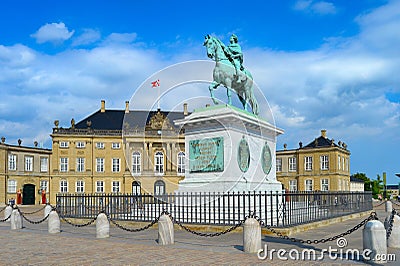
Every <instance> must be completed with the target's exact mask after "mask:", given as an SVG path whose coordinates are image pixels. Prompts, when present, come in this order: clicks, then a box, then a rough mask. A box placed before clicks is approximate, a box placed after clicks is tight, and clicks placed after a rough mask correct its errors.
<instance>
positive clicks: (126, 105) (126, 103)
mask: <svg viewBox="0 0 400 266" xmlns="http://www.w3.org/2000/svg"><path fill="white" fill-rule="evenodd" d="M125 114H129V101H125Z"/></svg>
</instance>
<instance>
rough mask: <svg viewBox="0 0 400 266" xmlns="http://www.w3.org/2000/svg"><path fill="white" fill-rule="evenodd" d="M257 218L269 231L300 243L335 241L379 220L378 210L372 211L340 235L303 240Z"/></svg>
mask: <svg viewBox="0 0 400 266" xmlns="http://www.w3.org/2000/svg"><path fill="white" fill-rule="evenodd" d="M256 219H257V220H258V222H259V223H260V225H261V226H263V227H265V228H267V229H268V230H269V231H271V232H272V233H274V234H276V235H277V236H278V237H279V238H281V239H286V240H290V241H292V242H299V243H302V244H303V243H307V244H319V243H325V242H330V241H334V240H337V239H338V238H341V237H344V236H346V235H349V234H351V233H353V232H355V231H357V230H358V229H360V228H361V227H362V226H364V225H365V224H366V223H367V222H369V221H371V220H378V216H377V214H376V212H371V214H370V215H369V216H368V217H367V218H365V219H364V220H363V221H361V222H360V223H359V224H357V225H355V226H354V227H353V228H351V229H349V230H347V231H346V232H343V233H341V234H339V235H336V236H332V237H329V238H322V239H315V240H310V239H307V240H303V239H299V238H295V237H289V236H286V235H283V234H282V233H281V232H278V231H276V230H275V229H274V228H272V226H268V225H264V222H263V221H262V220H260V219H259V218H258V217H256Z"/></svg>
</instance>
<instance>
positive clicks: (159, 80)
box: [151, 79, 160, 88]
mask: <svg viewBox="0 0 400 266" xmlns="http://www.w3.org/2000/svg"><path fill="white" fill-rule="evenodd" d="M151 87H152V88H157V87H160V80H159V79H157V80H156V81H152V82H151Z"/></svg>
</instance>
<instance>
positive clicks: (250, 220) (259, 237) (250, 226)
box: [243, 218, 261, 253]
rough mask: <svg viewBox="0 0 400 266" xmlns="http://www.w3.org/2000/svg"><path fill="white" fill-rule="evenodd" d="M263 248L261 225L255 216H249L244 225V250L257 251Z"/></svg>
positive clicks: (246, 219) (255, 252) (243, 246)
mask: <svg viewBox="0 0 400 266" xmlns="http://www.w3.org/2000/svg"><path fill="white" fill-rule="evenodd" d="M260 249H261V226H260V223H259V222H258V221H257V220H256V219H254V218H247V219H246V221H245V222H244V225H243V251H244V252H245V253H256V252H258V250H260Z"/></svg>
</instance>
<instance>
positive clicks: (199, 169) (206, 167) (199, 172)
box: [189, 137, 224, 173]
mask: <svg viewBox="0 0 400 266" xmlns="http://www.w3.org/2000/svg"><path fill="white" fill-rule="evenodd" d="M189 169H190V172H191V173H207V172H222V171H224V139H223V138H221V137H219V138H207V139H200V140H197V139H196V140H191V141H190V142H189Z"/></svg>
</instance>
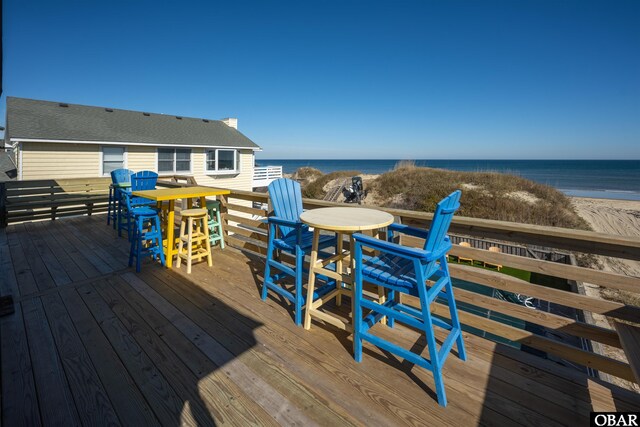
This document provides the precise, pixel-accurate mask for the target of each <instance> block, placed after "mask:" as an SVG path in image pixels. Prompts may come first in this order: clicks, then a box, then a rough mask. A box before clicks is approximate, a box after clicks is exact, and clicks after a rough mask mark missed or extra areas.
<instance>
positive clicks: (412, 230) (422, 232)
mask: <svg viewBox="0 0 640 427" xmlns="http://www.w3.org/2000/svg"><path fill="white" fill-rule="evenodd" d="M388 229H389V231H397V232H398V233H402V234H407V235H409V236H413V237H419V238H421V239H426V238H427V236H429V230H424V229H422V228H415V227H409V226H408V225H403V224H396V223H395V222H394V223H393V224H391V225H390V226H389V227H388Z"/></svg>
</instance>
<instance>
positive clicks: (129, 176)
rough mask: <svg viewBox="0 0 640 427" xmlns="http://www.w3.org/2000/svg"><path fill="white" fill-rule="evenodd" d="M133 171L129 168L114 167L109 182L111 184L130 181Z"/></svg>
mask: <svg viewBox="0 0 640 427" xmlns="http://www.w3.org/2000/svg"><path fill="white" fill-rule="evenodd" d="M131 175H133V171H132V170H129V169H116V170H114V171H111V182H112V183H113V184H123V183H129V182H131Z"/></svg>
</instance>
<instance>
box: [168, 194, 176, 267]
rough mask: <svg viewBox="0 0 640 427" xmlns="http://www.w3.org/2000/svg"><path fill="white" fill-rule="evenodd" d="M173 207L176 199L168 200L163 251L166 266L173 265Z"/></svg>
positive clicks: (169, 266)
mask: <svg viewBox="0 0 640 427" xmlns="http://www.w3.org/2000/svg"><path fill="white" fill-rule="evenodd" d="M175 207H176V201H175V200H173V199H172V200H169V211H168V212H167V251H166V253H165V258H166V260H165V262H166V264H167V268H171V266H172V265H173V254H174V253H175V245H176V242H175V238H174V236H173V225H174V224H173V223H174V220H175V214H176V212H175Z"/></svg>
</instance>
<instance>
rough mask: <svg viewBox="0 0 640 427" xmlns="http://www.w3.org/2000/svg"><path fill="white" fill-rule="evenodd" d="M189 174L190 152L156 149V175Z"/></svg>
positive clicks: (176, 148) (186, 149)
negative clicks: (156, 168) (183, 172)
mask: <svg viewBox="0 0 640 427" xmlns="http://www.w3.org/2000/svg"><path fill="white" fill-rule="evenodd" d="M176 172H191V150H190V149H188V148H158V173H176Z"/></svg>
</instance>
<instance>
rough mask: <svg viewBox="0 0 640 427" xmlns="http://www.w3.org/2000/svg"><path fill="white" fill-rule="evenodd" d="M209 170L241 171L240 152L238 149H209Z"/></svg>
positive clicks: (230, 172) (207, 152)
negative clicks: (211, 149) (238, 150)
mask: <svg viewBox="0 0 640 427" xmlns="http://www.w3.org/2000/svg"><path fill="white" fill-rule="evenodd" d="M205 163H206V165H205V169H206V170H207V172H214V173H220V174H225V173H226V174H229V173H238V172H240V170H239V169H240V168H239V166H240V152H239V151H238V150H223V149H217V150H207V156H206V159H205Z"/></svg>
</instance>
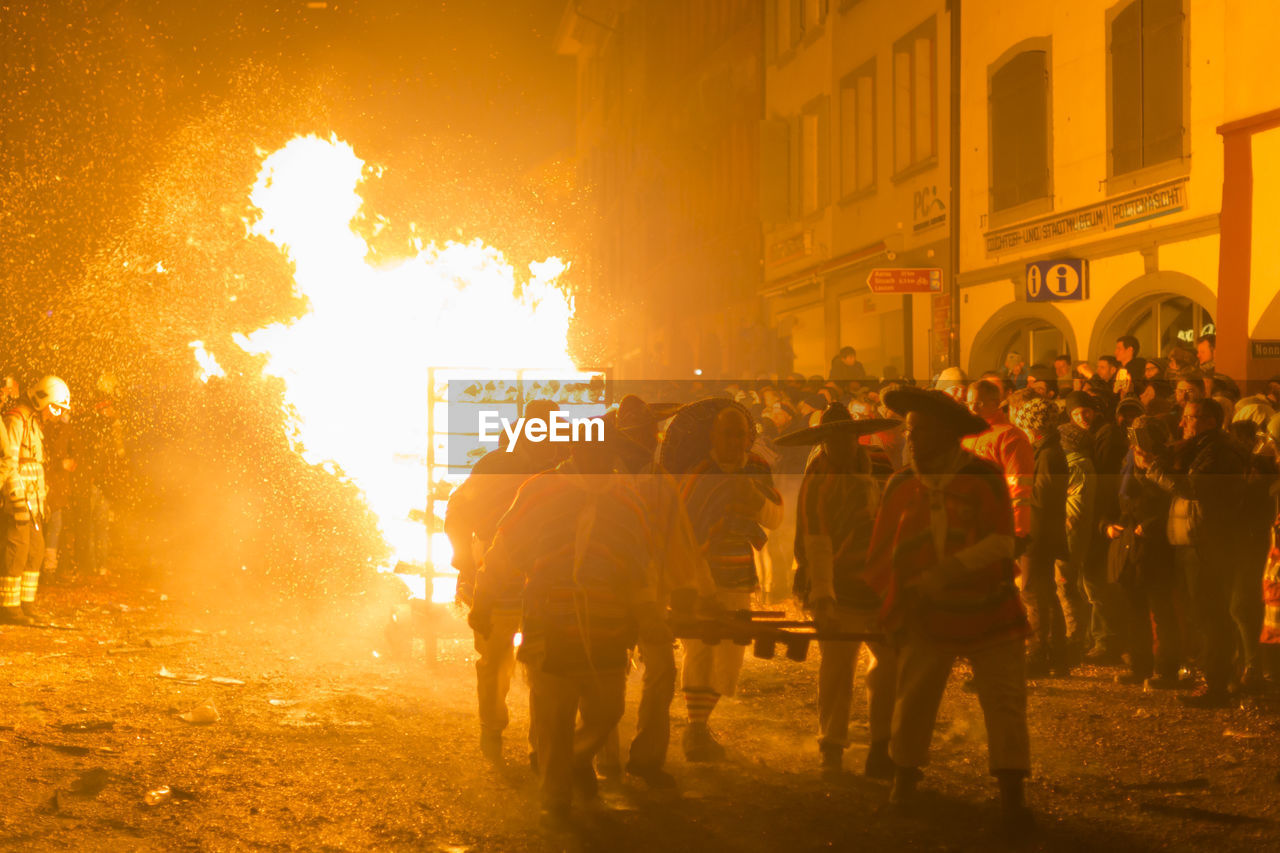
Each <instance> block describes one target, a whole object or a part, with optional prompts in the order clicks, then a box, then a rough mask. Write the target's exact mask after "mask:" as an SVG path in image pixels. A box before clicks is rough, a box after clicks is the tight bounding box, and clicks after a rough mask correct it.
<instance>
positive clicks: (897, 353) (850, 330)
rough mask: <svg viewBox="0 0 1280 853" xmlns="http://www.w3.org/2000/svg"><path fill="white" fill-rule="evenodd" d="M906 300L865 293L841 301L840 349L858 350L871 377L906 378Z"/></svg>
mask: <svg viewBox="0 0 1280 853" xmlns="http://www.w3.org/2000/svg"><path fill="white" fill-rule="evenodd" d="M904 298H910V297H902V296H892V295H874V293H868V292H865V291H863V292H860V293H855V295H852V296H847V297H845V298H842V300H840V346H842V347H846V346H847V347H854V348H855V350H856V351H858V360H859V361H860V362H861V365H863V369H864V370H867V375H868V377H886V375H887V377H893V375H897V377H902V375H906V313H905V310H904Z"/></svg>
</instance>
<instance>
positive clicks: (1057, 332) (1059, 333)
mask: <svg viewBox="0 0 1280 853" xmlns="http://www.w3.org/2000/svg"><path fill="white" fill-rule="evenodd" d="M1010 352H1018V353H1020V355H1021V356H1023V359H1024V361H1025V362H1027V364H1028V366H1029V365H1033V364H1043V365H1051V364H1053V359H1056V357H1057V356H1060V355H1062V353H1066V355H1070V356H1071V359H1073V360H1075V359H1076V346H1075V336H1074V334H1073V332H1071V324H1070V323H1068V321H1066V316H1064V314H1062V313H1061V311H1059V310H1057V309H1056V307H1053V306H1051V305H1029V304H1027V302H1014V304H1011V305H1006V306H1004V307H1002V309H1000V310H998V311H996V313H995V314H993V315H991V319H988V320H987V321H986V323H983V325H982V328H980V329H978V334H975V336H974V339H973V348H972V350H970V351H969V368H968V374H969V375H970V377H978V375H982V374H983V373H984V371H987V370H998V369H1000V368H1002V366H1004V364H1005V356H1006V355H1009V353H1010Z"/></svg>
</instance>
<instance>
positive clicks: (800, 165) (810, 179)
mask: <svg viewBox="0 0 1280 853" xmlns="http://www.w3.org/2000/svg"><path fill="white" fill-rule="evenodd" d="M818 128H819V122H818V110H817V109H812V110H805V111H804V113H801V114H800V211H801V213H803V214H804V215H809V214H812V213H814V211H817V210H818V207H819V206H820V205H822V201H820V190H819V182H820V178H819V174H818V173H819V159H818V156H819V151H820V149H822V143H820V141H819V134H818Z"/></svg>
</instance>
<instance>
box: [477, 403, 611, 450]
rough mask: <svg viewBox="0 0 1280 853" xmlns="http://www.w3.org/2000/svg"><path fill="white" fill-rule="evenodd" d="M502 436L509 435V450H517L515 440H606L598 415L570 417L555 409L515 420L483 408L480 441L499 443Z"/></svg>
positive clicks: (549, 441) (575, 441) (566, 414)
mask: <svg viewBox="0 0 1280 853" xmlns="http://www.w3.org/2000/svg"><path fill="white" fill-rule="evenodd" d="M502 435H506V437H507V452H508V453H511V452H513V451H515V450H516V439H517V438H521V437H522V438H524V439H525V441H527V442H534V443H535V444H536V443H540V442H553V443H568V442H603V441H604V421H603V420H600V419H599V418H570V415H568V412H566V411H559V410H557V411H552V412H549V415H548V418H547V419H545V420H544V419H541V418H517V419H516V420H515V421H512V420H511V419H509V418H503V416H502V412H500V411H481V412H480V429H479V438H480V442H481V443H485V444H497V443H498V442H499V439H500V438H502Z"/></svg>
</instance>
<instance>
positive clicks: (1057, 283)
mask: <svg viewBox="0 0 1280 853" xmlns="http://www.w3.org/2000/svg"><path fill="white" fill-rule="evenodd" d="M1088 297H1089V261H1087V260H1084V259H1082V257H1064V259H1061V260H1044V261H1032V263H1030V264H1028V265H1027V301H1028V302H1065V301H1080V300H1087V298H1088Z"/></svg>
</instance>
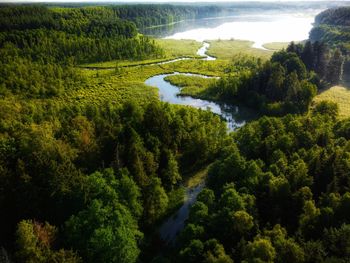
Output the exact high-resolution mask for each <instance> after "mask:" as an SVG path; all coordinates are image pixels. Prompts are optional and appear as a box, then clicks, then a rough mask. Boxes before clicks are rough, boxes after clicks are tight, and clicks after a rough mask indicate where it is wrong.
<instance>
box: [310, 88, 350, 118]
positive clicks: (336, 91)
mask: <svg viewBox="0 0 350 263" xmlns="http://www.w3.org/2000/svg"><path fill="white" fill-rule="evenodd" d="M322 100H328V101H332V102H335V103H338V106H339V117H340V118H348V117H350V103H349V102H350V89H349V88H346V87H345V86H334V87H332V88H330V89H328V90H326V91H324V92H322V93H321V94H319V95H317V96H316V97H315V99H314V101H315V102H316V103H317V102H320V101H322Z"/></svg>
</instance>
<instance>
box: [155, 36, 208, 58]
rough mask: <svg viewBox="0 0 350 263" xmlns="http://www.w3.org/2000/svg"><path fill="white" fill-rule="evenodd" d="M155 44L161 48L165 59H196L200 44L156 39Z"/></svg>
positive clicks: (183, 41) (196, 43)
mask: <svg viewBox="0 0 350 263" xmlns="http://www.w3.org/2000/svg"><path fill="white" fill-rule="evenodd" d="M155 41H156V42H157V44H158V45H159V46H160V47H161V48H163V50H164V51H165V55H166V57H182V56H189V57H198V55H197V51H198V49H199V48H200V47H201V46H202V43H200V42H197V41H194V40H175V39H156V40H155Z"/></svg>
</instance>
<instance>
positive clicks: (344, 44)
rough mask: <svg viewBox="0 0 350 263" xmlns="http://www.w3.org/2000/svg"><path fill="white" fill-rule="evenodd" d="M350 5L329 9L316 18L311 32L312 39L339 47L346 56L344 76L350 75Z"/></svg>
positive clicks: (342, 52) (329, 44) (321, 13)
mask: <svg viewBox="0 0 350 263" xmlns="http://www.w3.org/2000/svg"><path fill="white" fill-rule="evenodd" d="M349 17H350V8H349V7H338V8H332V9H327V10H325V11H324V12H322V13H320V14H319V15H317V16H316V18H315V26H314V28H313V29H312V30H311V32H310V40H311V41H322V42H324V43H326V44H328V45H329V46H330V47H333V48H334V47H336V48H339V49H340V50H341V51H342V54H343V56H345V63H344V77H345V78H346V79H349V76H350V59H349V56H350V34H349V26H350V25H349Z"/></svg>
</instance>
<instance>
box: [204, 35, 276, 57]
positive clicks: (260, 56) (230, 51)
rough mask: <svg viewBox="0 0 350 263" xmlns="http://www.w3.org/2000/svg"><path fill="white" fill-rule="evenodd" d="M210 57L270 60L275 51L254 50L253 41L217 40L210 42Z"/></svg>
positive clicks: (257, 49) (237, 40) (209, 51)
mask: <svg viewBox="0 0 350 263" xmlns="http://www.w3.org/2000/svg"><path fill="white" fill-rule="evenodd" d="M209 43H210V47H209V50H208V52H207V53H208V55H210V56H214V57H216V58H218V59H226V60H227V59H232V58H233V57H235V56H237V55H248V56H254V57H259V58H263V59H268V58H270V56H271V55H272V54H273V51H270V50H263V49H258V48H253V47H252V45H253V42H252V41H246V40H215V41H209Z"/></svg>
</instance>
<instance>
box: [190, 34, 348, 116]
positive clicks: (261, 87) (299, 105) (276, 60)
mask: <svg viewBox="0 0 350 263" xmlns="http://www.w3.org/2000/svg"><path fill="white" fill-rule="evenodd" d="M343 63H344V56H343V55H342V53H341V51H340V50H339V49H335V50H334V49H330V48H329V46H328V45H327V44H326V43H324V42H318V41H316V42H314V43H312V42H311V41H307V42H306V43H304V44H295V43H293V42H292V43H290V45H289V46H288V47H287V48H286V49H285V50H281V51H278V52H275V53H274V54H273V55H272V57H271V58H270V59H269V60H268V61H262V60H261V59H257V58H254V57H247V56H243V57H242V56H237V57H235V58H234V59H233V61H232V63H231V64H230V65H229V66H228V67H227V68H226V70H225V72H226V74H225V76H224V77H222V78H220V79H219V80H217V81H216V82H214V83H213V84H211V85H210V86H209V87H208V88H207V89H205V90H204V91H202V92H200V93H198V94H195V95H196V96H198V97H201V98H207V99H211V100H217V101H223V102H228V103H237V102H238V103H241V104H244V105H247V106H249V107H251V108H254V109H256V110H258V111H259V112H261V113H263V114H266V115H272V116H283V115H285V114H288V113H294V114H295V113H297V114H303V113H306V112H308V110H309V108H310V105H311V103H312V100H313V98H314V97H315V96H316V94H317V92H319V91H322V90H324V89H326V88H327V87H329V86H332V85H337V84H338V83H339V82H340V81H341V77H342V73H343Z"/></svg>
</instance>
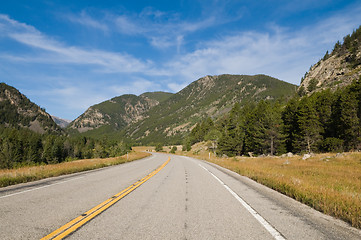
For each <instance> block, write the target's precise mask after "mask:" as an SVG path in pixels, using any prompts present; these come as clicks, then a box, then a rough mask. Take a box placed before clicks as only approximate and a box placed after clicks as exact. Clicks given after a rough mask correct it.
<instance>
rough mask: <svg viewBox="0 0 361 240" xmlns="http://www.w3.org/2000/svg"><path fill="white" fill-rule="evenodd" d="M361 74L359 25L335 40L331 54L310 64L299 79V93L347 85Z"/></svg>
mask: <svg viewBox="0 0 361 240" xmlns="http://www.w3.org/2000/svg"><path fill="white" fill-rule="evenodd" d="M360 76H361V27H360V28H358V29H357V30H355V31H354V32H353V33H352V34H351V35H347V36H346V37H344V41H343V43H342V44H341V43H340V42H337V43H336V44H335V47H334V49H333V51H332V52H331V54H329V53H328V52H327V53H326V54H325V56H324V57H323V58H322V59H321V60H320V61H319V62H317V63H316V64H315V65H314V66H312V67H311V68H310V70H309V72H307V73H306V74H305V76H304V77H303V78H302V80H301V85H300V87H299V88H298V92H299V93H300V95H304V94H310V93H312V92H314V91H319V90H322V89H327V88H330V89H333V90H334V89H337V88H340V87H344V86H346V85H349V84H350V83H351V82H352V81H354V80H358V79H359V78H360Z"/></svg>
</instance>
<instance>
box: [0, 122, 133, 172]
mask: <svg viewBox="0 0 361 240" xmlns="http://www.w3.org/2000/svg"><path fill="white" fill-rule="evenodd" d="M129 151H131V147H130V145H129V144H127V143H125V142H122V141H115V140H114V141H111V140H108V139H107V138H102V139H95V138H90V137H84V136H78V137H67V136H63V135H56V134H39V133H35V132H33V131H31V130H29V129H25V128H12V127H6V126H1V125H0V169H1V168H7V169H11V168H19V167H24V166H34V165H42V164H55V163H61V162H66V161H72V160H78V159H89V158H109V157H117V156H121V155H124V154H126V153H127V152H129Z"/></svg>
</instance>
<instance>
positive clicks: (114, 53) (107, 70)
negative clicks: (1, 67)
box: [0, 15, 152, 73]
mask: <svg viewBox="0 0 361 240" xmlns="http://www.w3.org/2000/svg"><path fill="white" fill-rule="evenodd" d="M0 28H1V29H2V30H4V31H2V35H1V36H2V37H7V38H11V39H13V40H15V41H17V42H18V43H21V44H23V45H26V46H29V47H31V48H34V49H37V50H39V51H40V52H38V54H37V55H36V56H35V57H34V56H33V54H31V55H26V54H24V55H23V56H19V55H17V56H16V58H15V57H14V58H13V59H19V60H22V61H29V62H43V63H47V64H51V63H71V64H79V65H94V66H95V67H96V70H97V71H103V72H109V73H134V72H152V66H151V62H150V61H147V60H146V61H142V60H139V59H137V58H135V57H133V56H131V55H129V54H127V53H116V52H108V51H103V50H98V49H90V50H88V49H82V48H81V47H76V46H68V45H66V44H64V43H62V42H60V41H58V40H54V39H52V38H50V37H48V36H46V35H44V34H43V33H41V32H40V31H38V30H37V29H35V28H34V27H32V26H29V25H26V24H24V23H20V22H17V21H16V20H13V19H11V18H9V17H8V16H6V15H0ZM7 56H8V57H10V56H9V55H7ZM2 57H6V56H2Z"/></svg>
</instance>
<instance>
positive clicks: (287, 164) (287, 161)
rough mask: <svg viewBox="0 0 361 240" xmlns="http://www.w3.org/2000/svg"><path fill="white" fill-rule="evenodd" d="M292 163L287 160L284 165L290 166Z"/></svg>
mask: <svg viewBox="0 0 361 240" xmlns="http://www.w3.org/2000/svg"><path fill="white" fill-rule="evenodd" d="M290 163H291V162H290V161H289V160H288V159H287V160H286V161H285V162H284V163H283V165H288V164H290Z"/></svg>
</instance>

> [WORK INSTRUCTION] Copy the items from their start up to and including the line containing "positive clicks: (126, 105) (126, 103)", and leave the pictures out of your copy.

> [ANSWER FOR THE TASK]
Every <instance> must be completed with the target's exact mask after "mask:", given as an SVG path whose coordinates are image pixels. Prompts, when present, come in this order: clicks, then a box, then a rough mask. A box placed before clicks is approximate, a box placed after clicks is tight, and clicks placed after a rough mask correct its errors.
<instance>
positive clicks: (126, 105) (126, 103)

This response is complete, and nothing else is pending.